Zadanie pisemne 1:
Sformatuj jako tabelę Markdown z kolumnami „Nr” i „Wiersz” fragment rekordów od ich początku do wiersza zawierającego „[216,81,379,145]” włącznie, pomijając puste wiersze. W kolumnie „Nr” podaj kolejny numer, a w kolumnie „Wiersz” treść danego wiersza.

Nie było to trudne, bowiem Wielka Brytania, skupiona bardziej na rozwoju
imperium i przemysłu, niż na sztuce, w dużej mierze przespała muzyczny XIX
wiek. Nawet ranga muzyków i kompozytorów była na Wyspach znacznie niższa na
Kontynencie. Ostatnie dekady XIX wieku były w zasadzie przebudzeniem rodzimej
twórczości, tak potwornie zaniedbanej po wielkich dokonaniach epoki renesansu i wczesnego baroku. Był wprawdzie po drodze Haendel, lecz on wielu swoim współczesnym
jawił się jako pretensjonalny intruz, któremu przeciwstawiano złośliwie
ludowe balladki. Tym niemniej przed czasami Elgara najwspanialszymi utworami
rodzimymi, jakich można było posłuchać w Albionie, były wznawiane bez końca
oratoria Haendla. Poza tym zapraszano wielkich kompozytorów z kontynentu, wśród
których ceniono zwłaszcza Haydna i Mendelsohna i nawet po ich śmierci pielęgnowano
ich twórczość mocniej, niż na zmiennym i niedbałym Kontynencie.
Nic
zatem dziwnego, iż największy brytyjski kompozytor przełomu wieków, Edward
Elgar, był upartym romantykiem aż do śmierci w 1934. Mimo zachowawczości języka
trudno mu jednakże odmówić geniuszu i wielkości, wciąż niedocenianych na
Kontynencie. W czasie powstania większości materiału „Mszy Życia" kończył
Elgar swoje największe może arcydzieło — oratorium „Sen Gerontiusa".

Wpisy adnotacji regionów:

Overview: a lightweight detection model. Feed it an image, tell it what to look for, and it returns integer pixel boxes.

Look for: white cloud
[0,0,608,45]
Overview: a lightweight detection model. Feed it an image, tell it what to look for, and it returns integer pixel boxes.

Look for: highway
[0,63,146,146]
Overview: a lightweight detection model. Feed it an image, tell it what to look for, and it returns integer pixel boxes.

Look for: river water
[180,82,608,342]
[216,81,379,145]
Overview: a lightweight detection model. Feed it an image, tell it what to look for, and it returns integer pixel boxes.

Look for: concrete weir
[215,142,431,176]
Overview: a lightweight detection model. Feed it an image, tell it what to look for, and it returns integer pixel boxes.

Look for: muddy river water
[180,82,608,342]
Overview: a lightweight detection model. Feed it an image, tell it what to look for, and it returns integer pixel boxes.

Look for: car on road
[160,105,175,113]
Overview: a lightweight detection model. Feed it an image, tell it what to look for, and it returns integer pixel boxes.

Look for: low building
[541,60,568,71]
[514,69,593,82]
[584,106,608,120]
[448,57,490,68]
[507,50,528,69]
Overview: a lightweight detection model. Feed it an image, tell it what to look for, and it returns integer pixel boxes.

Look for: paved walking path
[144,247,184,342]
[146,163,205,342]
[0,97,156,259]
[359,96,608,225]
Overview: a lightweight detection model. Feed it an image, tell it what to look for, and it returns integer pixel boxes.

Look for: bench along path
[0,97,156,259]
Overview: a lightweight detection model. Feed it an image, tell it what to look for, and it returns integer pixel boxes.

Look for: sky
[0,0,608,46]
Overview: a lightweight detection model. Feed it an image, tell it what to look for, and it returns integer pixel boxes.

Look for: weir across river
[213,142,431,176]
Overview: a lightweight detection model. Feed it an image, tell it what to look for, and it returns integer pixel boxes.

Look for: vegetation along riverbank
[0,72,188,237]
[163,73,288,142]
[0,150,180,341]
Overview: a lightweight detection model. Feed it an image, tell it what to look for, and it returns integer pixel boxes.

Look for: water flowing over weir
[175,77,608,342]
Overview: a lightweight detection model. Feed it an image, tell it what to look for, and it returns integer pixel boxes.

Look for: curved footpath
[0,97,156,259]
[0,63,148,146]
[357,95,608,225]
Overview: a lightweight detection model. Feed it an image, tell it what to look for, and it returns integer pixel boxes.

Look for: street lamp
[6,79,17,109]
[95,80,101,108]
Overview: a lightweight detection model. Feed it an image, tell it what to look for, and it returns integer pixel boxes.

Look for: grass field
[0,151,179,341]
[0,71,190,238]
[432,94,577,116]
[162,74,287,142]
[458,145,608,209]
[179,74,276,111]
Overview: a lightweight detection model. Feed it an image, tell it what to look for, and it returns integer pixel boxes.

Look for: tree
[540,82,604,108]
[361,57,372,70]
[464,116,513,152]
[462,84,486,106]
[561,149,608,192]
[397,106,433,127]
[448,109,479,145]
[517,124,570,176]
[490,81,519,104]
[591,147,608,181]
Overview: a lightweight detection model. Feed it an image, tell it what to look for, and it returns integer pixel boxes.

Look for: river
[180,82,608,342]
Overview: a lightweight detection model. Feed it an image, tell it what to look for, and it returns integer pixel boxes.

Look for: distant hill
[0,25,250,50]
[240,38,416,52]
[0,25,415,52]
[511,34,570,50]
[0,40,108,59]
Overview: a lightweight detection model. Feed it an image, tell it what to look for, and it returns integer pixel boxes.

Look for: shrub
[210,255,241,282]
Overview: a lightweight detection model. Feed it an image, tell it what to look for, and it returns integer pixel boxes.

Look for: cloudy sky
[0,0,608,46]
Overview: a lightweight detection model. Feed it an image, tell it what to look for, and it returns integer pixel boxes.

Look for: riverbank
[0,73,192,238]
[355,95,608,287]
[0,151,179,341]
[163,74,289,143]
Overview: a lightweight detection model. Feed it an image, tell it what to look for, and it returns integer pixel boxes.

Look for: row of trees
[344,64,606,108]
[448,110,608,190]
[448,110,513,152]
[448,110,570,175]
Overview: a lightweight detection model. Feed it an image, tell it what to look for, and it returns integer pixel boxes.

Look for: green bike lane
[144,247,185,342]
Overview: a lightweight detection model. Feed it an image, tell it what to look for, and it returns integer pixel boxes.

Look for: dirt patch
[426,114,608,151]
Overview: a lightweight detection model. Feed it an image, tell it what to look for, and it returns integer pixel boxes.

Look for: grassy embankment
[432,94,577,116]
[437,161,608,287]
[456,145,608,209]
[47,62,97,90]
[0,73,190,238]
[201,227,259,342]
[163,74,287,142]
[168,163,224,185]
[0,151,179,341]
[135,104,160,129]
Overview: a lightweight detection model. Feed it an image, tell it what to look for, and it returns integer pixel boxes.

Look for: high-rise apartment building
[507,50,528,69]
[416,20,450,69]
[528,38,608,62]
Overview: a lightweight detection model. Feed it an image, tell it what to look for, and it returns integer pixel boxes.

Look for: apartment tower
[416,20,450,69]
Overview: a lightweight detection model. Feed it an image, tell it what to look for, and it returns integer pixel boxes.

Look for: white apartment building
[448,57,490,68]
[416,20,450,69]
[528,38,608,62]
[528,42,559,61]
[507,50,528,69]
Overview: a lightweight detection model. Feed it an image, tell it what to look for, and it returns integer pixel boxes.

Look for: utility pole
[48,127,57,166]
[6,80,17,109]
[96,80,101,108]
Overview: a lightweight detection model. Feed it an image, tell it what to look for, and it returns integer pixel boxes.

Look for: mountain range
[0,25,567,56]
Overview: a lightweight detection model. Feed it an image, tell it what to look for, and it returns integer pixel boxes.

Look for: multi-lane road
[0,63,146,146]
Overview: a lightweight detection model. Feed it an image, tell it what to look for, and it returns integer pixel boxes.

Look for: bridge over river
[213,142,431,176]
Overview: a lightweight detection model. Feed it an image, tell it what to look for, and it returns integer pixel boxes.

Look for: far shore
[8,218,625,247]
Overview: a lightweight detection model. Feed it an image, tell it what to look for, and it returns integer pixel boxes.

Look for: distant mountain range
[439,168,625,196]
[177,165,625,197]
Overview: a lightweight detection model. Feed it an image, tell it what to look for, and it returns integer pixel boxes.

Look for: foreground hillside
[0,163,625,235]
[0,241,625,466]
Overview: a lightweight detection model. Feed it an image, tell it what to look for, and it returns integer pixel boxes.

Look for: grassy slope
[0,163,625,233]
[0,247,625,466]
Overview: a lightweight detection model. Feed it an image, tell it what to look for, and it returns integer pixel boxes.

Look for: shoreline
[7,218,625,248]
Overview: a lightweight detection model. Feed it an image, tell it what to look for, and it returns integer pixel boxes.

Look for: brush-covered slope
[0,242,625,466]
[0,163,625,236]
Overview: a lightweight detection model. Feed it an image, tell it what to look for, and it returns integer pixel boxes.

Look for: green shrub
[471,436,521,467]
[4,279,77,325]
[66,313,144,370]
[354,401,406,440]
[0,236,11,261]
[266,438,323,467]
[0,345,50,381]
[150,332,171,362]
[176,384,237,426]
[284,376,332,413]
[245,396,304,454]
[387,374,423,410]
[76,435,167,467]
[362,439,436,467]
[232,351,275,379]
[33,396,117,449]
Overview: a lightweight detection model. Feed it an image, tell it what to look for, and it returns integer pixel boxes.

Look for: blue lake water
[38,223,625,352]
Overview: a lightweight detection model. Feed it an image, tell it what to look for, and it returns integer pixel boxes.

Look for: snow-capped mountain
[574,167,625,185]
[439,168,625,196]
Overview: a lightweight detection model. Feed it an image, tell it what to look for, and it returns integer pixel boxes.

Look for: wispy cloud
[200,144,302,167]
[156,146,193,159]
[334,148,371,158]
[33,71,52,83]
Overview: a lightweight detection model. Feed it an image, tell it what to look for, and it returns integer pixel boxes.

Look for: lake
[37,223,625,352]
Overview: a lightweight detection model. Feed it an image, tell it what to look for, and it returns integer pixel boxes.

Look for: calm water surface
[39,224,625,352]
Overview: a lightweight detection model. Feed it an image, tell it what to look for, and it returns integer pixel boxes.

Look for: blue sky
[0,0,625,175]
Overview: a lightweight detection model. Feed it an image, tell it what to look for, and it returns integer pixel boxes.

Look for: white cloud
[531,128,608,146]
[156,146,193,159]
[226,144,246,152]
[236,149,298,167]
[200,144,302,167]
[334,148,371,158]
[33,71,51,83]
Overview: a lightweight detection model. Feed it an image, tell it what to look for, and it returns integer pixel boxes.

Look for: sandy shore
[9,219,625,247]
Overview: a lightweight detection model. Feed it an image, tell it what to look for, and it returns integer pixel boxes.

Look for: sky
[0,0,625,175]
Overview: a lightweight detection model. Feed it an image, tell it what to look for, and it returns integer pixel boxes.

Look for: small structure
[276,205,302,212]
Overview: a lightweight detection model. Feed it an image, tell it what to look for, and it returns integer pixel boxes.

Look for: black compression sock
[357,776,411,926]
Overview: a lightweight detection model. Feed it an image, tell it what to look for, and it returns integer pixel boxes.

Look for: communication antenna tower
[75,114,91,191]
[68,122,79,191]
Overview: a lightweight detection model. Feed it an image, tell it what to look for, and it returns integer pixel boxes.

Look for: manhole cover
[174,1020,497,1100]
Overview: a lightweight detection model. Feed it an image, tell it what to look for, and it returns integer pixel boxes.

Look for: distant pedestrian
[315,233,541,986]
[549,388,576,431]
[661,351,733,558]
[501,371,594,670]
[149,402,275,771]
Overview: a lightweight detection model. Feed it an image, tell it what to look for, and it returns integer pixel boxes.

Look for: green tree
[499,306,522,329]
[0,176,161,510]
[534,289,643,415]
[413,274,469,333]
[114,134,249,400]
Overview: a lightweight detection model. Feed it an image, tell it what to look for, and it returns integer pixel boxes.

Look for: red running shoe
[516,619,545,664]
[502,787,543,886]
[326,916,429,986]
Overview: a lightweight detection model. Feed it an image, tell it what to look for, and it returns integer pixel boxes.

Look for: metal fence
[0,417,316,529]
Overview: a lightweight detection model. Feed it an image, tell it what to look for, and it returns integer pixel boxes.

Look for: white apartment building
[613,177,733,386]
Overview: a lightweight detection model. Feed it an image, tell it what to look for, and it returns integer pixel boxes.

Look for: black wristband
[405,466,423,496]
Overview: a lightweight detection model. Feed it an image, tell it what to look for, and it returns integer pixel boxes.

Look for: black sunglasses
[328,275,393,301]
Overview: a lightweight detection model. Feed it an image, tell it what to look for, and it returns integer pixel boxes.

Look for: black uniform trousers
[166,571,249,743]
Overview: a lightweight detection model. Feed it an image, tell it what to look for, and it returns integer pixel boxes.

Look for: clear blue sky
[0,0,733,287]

Zadanie pisemne 2:
Kontynuuj tekst o Elgarze i muzyce brytyjskiej, zaczynając od zdania następującego po ostatnim.

Poprawna odpowiedź 1:
| Nr | Wiersz |
|---|---|
| 1 | Overview: a lightweight detection model. Feed it an image, tell it what to look for, and it returns integer pixel boxes. |
| 2 | Look for: white cloud |
| 3 | [0,0,608,45] |
| 4 | Overview: a lightweight detection model. Feed it an image, tell it what to look for, and it returns integer pixel boxes. |
| 5 | Look for: highway |
| 6 | [0,63,146,146] |
| 7 | Overview: a lightweight detection model. Feed it an image, tell it what to look for, and it returns integer pixel boxes. |
| 8 | Look for: river water |
| 9 | [180,82,608,342] |
| 10 | [216,81,379,145] |

Poprawna odpowiedź 2:
Wystawiono je w roku 1900 w Birmingham. Natchnionej, wspaniałej muzyce
towarzyszy w nim rozmodlony do czerwoności i kiczowaty tekst mówiący o podróży
świeżego nieboszczyka do raju. O ile Delius w pośredni, awangardowy sposób
był dziedzicem Wagnera, o tyle Elgar należał do czystej krwi „brahminów",
czyli następców estetycznych Brahmsa, z całymi ich klasycyzującymi, tłustymi i nostalgicznymi, orkiestrowymi brązami i niechęcią do intuicyjnego podejścia
do kompozycji.
Jedynym
czystej krwi romantykiem, który wywarł wpływ na Deliusa był sławny Norweg -
Edward Grieg. To właśnie on
przekonał ojca Deliusa, aby ten zgodził się wesprzeć muzyczne aspiracje
syna. Wcześniej, czyli w 1884, Delius senior chciał uczynić niepokornego
potomka zarządcą rodzinnej plantacji pomarańczy na Florydzie. Przyniosło to
efekt odwrotny do zamierzonego — czyli kryzys owocowego biznesu i większe
jeszcze zamiłowanie Fredericka do natury, tym razem przepojonej słońcem i pachnącej kwiatami drzew pomarańczy.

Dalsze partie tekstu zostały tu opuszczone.